§ **Prompt**:
Copy the rows below word for word, from the first line through the line holding "fill_rule: evenodd", including both.
start Information shown
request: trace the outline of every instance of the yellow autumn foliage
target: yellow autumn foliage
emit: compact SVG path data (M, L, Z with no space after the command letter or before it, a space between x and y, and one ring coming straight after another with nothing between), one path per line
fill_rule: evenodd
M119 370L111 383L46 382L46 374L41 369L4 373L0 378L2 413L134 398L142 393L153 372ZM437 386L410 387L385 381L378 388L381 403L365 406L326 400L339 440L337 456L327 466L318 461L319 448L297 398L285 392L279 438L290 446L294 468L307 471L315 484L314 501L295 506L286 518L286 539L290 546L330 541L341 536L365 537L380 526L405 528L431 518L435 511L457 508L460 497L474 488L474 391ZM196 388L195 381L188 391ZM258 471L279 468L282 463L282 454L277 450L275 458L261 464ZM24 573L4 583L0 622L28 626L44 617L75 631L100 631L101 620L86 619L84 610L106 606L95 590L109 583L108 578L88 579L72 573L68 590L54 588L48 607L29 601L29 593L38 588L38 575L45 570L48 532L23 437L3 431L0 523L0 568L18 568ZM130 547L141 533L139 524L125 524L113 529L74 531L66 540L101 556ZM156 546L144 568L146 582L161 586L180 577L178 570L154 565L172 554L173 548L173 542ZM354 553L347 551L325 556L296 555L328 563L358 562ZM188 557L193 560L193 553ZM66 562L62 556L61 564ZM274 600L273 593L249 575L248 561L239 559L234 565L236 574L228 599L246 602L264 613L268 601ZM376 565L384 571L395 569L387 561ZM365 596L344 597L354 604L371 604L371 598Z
end Information shown
§ **The completed task**:
request: trace the outline of every instance of the yellow autumn foliage
target: yellow autumn foliage
emit: compact SVG path data (M, L, Z with no space after the command letter or before it, a space between x and y, and one ring coming straight after another with nothing between), one path per line
fill_rule: evenodd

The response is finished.